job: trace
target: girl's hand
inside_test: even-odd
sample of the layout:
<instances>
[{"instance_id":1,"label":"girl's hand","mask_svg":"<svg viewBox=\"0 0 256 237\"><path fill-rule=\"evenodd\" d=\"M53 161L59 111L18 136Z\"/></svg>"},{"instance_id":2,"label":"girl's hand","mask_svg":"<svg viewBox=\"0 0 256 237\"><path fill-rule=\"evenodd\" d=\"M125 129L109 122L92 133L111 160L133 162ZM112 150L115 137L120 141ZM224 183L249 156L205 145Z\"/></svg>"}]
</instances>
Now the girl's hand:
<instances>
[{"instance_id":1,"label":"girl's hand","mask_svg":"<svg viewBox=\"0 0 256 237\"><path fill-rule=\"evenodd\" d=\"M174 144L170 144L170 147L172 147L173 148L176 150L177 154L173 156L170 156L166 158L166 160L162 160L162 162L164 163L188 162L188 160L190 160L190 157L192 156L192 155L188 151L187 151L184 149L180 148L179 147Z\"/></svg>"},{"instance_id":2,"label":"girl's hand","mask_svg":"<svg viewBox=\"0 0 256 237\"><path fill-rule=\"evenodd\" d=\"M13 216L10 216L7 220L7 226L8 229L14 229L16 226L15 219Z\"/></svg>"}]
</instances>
━━━
Update the items above so that "even-odd" becomes "nonzero", and keep everything else the same.

job: trace
target: girl's hand
inside_test: nonzero
sample of the layout:
<instances>
[{"instance_id":1,"label":"girl's hand","mask_svg":"<svg viewBox=\"0 0 256 237\"><path fill-rule=\"evenodd\" d=\"M53 161L59 111L18 136Z\"/></svg>"},{"instance_id":2,"label":"girl's hand","mask_svg":"<svg viewBox=\"0 0 256 237\"><path fill-rule=\"evenodd\" d=\"M125 129L109 122L92 133L111 160L133 162ZM112 150L115 137L120 141ZM224 183L249 156L205 145Z\"/></svg>"}]
</instances>
Now the girl's hand:
<instances>
[{"instance_id":1,"label":"girl's hand","mask_svg":"<svg viewBox=\"0 0 256 237\"><path fill-rule=\"evenodd\" d=\"M174 144L170 144L170 147L172 147L173 148L176 150L177 154L173 156L170 156L166 158L166 160L162 160L162 162L164 163L188 162L188 160L190 160L190 157L192 156L192 155L188 151L187 151L184 149L180 148L179 147Z\"/></svg>"},{"instance_id":2,"label":"girl's hand","mask_svg":"<svg viewBox=\"0 0 256 237\"><path fill-rule=\"evenodd\" d=\"M13 216L10 216L7 220L7 226L8 229L14 229L16 226L15 219Z\"/></svg>"}]
</instances>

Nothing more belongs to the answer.